• EXERCISE SET:
**1.** List the languages that the biography of Nour Hamada says she spoke fluently.
**2.** Carry on the biography of Nour Hamada from the point where it stops.

• PAGE EXCERPT:
- Born: January 3, between 1887 and 1898 Baakline, Lebanon
- Died: 1962 Lebanon

= Nour Hamada =

Lebanese feminist and journalist

Nour Hamada (born between 1887 and 1898, died in 1962) was a Lebanese poet and feminist. She is one of the major figures that strived for feminism causes and gender equality in the Arab region.

==Biography==
===Early life===
Hamada was born in the rural village of Baakline that is located in the Chouf district of Mount Lebanon. While not certain of the date, various sources believe she was born between 1887 and 1898 on January 3. She belongs to the Druze faith, and her family has many religious Druze leaders. She was the daughter of "Sheikh Muhammad bin Qasim bin Husayn". She was homeschooled by her father and then studied in Beirut, but it was uncertain if she studied at the American University of Beirut or Saint Joseph's University (USJ). She was fluent in many languages including Arabic, French, English, and Turkish.

Hamada had two siblings, a younger brother and an older one. She shared her love for Arabic poetry and the Arabic language with her younger brother. As for her older brother, Sheikh Husayn Hamada, he was Sheikh Akl al-Taīfa, following a family tradition.

=== Marriage and children ===
Even though there is limited information known about Nour Hamada's spouse, Said Bey al-Naaman Hamada, it was a childless marriage and she was widowed in 1932. Her husband used to work in the Syrian military which meant she received military pensions.

===Participation in the Eastern Women's Congresses of 1930 and 1932===
Hamada was one of the most prominent feminist leaders of the time, having founded the first Women's Organization in Lebanon, the Syrian-Lebanese Women's Union, in the 1920s, which she also was the president and secretary of.

Hamada was essential in the organization of the Arab Women's Congress, where she personally wrote a letter to Madame Huda Shaarawi, a well-known Egyptian feminist, in which she encouraged her to rally fellow feminists to participate in such a congress. Women from all Arab countries were invited, and after a delegation of Indian women landed in Beirut requesting they be included too, the First Eastern Women Congress was held shortly after that of the Arab women (the First Arab Women's Congress).
As she was making arrangements for the Eastern Women Congress, she faced the issue of the permit that she had to receive from the Syrian government, which was refusing to grant her it. So, in turn, she wrote to the League of Nations, which she was a member of. She detailed her difficulties with obtaining the permission of the government and requesting they send a delegate for themselves and that of the Society of the Unity of the Women in order to observe and publish a report of the activities of the Eastern women.

• MATERIAL SHOWN:
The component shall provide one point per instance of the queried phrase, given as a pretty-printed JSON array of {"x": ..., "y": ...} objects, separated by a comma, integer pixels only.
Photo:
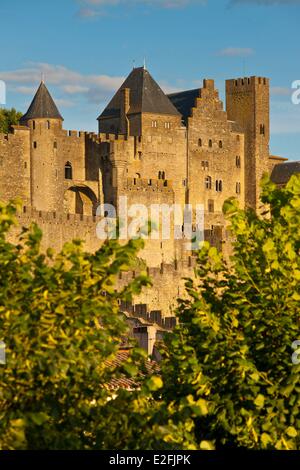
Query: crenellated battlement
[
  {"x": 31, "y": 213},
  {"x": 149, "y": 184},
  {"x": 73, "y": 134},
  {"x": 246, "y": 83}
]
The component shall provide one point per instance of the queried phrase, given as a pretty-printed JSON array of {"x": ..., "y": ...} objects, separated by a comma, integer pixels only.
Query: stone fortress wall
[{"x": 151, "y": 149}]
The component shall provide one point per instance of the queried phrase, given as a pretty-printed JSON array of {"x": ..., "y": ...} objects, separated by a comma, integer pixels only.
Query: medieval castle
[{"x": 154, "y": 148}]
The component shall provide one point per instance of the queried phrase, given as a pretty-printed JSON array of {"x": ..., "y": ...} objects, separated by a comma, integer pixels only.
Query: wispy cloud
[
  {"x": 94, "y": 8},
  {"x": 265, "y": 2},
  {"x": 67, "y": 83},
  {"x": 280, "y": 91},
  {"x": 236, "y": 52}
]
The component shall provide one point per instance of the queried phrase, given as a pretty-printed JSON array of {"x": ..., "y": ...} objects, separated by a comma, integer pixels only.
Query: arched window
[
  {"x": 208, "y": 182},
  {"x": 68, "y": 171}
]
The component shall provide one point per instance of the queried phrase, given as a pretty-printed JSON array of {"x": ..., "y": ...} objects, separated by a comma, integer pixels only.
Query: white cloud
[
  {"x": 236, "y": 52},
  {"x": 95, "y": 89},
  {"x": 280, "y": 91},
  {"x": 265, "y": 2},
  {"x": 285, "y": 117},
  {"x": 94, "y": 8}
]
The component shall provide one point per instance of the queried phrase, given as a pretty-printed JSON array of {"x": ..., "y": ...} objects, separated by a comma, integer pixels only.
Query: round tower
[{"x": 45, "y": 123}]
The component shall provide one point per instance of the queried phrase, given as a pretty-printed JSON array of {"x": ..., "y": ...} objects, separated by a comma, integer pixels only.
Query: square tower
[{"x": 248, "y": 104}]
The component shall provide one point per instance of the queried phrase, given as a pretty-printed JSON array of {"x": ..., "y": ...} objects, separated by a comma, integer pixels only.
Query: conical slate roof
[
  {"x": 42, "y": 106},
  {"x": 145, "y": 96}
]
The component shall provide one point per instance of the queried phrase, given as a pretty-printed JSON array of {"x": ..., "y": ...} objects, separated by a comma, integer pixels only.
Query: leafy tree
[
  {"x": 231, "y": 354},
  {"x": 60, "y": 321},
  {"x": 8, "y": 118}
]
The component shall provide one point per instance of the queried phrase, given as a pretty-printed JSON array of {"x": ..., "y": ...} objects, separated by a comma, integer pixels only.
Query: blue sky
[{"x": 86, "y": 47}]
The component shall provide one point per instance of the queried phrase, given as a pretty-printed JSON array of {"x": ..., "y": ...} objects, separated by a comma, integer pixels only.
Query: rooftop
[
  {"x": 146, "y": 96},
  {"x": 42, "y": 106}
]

...

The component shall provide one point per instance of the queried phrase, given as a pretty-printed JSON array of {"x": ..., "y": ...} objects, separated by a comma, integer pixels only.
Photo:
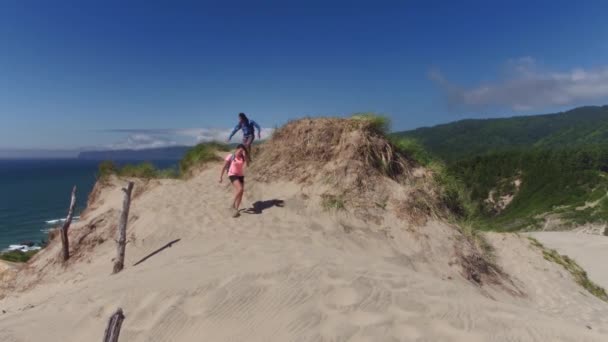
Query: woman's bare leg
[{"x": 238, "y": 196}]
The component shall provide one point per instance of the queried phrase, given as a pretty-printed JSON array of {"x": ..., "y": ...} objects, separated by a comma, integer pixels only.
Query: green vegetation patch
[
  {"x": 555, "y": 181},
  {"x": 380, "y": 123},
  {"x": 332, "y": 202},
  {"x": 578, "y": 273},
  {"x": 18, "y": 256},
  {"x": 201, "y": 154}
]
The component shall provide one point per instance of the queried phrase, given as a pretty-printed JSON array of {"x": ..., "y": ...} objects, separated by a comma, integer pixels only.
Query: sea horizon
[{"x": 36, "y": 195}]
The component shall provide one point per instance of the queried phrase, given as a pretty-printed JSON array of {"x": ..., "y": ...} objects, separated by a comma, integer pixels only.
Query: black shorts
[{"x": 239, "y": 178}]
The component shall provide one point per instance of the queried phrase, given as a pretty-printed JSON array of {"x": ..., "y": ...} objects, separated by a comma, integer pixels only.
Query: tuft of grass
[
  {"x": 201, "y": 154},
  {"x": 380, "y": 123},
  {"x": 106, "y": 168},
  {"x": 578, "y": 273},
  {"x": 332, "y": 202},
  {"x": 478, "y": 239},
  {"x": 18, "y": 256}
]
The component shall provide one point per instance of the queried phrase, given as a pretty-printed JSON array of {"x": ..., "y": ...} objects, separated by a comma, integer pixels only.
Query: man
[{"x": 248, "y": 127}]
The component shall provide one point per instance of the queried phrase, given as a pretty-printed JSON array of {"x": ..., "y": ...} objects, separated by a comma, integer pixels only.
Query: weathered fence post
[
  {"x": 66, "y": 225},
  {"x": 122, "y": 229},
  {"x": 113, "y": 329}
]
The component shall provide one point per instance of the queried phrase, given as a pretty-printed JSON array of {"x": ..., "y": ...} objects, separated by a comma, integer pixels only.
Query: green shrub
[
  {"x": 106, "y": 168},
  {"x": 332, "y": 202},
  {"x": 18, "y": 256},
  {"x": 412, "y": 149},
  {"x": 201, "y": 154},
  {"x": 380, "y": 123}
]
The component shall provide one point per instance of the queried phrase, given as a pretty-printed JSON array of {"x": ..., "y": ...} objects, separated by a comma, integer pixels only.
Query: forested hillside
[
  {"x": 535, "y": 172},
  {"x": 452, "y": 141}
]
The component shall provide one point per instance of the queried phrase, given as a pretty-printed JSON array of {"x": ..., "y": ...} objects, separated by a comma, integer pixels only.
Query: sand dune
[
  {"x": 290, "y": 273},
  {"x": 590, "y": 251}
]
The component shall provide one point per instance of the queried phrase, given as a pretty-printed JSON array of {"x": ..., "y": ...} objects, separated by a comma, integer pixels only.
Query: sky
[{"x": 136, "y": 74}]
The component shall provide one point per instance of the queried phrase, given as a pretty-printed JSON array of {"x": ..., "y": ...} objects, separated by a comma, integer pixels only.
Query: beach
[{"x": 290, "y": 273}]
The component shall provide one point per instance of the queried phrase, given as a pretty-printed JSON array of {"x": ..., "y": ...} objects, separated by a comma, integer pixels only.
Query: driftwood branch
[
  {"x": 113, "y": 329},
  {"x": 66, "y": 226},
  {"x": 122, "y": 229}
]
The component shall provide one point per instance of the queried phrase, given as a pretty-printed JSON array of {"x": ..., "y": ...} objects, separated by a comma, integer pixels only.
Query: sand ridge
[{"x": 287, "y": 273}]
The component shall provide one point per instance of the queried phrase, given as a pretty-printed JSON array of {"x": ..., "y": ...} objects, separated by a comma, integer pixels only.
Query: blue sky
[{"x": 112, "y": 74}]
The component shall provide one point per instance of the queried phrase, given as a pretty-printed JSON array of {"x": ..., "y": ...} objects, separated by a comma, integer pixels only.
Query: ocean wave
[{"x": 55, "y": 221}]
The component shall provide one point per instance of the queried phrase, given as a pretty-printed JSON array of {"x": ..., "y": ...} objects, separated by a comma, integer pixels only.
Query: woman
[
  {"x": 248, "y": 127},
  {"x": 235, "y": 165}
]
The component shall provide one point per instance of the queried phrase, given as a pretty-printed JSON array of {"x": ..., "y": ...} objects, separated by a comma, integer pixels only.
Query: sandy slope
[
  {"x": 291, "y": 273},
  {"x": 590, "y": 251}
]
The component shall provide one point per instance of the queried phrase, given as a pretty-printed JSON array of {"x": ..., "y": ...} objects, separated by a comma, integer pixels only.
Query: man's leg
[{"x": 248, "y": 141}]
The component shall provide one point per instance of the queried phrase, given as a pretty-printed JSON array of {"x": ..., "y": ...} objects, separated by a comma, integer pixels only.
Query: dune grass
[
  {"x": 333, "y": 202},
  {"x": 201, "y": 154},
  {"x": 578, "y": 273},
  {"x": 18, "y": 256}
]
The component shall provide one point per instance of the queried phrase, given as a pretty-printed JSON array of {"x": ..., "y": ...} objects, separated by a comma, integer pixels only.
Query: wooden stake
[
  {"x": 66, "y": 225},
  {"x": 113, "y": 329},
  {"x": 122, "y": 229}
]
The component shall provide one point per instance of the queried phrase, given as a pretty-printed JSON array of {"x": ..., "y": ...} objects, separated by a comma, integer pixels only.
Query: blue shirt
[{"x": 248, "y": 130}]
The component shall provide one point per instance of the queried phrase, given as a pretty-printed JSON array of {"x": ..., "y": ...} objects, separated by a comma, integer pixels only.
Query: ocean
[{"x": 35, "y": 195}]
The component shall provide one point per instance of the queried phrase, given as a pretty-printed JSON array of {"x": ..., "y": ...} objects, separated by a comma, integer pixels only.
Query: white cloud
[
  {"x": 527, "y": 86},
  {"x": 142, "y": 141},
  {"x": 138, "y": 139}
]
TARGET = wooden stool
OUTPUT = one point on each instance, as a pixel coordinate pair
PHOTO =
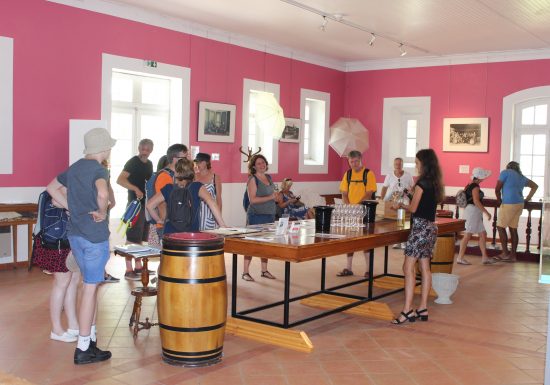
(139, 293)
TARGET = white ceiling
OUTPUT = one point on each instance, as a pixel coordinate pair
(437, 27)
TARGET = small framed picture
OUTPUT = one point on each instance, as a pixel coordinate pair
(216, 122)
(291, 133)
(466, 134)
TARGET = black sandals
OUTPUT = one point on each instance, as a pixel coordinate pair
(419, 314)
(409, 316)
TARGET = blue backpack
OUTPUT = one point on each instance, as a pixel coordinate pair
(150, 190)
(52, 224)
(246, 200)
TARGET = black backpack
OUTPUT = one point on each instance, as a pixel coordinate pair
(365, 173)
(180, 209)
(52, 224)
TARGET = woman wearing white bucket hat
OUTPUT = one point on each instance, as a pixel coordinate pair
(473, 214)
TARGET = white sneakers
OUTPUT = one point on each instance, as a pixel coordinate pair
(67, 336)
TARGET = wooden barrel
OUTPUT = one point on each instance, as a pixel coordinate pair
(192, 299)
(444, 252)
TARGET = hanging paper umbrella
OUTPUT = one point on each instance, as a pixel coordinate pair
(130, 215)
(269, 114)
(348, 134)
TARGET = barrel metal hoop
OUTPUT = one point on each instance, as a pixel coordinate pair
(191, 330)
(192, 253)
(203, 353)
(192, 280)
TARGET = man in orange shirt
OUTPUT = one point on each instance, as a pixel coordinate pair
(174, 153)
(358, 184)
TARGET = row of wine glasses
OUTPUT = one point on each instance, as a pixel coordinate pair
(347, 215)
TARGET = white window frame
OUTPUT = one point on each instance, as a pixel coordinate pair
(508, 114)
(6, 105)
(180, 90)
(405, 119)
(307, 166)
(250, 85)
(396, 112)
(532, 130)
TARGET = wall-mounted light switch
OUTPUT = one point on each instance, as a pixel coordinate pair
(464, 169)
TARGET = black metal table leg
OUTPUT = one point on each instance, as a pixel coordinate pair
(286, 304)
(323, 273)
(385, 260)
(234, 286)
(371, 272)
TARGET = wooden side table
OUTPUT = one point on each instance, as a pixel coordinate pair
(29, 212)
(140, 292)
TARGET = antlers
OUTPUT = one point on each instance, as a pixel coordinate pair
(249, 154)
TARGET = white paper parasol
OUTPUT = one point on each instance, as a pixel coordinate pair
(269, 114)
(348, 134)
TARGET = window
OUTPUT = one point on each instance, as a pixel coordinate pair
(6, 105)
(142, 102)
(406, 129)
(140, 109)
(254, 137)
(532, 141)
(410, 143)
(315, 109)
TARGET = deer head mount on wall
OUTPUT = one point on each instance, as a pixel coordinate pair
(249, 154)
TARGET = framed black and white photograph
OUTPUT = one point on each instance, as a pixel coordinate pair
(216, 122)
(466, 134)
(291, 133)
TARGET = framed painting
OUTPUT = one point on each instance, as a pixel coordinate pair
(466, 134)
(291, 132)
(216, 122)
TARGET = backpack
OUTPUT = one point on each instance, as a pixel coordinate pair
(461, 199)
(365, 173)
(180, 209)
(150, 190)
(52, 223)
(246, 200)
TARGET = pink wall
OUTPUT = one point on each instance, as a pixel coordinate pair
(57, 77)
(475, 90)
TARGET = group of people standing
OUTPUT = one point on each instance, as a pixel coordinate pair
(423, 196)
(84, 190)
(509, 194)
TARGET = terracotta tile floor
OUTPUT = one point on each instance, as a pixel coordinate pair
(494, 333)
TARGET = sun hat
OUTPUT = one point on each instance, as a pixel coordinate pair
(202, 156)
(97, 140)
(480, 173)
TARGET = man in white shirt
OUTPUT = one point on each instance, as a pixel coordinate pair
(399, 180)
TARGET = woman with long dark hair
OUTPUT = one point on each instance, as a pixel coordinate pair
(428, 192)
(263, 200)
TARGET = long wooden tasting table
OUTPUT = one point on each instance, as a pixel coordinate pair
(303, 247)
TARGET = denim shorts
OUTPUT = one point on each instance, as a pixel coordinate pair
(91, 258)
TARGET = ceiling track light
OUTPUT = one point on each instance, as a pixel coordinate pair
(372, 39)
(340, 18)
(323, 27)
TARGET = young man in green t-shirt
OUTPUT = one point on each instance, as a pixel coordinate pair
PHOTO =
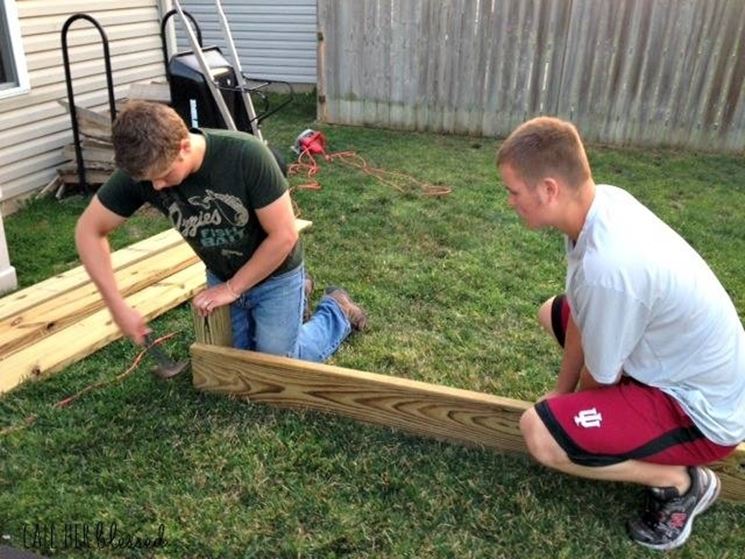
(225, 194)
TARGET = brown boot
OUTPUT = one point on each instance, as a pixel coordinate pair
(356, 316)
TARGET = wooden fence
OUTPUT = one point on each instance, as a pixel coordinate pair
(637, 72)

---

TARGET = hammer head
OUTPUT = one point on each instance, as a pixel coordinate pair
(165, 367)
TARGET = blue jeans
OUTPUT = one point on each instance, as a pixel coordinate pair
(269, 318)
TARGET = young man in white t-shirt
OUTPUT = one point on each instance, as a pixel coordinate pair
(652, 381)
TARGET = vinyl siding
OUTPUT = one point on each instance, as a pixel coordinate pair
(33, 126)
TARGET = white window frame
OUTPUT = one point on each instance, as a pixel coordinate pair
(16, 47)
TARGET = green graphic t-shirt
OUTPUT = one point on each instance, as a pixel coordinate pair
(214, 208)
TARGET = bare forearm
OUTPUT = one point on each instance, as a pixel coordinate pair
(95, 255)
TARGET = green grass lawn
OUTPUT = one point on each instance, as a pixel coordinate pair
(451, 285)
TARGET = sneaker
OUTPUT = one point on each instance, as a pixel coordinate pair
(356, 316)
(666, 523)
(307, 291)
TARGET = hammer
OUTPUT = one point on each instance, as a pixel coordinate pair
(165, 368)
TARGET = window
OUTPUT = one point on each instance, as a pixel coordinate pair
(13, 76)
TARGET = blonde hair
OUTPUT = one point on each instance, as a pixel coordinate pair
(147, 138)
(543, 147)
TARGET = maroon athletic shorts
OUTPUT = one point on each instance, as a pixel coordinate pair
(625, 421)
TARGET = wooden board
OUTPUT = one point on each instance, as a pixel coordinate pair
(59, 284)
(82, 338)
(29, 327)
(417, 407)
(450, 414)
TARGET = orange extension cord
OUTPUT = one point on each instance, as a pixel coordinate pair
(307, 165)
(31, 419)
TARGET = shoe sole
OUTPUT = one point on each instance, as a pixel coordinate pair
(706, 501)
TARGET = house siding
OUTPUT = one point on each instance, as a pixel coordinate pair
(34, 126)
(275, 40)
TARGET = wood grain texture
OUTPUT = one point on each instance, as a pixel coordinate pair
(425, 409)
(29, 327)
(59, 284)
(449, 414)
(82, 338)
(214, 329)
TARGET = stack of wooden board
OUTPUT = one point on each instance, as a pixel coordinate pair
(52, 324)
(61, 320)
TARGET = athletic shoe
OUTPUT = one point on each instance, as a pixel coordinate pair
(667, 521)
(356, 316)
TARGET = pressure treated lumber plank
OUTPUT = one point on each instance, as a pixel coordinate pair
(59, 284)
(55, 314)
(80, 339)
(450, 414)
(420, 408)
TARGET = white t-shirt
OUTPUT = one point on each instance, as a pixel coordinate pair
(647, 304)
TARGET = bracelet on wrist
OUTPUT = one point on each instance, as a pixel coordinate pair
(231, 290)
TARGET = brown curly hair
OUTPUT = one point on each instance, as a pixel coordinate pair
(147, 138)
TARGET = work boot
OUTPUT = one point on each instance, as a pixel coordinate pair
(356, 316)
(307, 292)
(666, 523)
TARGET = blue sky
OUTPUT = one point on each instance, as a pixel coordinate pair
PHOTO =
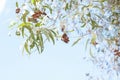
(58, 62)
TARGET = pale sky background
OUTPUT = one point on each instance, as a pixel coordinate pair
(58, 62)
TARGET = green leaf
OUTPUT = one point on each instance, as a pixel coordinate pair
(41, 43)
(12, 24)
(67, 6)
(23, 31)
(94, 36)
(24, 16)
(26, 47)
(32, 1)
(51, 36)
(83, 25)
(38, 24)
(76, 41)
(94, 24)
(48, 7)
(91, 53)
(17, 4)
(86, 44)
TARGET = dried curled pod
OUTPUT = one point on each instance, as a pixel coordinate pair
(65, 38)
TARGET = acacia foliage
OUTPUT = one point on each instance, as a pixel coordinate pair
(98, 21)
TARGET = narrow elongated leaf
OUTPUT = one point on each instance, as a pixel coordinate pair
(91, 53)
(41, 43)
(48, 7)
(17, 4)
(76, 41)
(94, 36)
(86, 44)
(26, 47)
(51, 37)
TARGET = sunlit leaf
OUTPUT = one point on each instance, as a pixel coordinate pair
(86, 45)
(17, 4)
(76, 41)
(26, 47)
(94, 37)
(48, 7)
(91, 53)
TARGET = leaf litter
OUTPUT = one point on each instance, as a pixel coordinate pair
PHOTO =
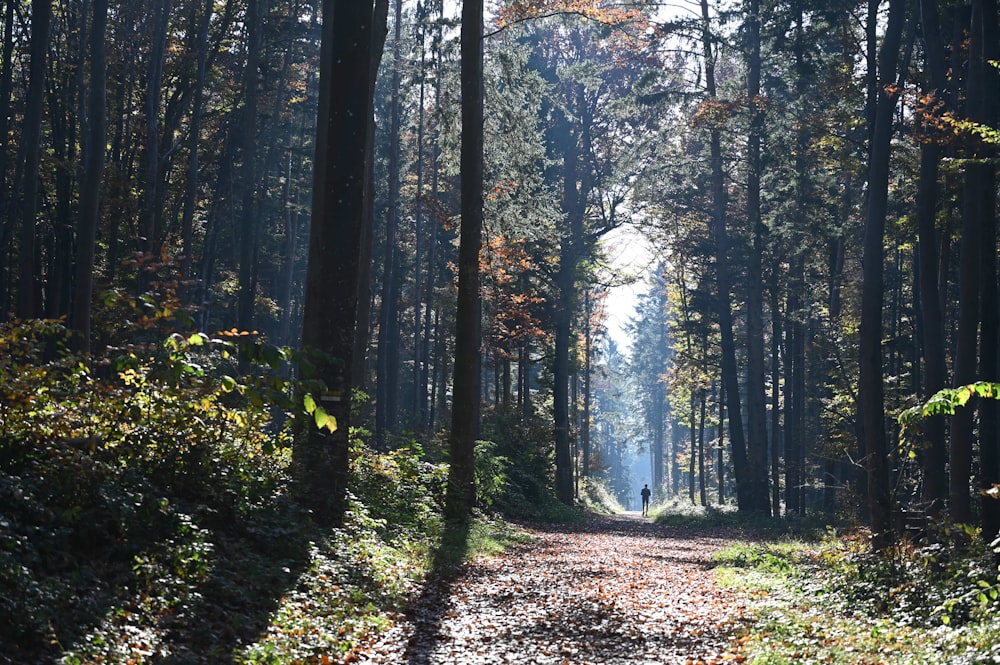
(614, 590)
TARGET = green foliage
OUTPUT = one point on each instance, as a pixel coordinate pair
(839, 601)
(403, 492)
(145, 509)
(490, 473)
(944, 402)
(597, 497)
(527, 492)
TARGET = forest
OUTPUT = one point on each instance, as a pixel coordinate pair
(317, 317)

• ANSWERS BY TASK:
**1.** Arabic, French, English, and Turkish.

**2.**
Next, she went directly to the government, discussing with them and requesting a private meeting with the French consul and her group of feminists to be held the day before the congress. At this point in time, Madame Ghodsieh Afshar was announced to be the Iranian delegate, and at the meeting with the French hakim, Hamade made it clear that the congress will be held within the next two days, with or without his spoken permission. Thus, the French hakim granted her the permit, and the congress was held. Each representative gave an overview of the state of women in her country.

In July 1930, the Oriental Women's Congress, also known as First Eastern Women's Congress, was held in Damascus. During the congress, Hamada communicated and contemplated plans with numerous female leaders from Persia and Iraq. Hamada noticed the underparticipation of Muslim women present in the Damascus Congress, something she blamed on Muslim men being over-enthusiastic to silence their female counterparts. For this reason, Hamada established an association for these women in specific with the help of Avra Theodoropoulou, a woman ambassador of the International Alliance of Women in Europe, who was also present during the congress as per Hamada's request.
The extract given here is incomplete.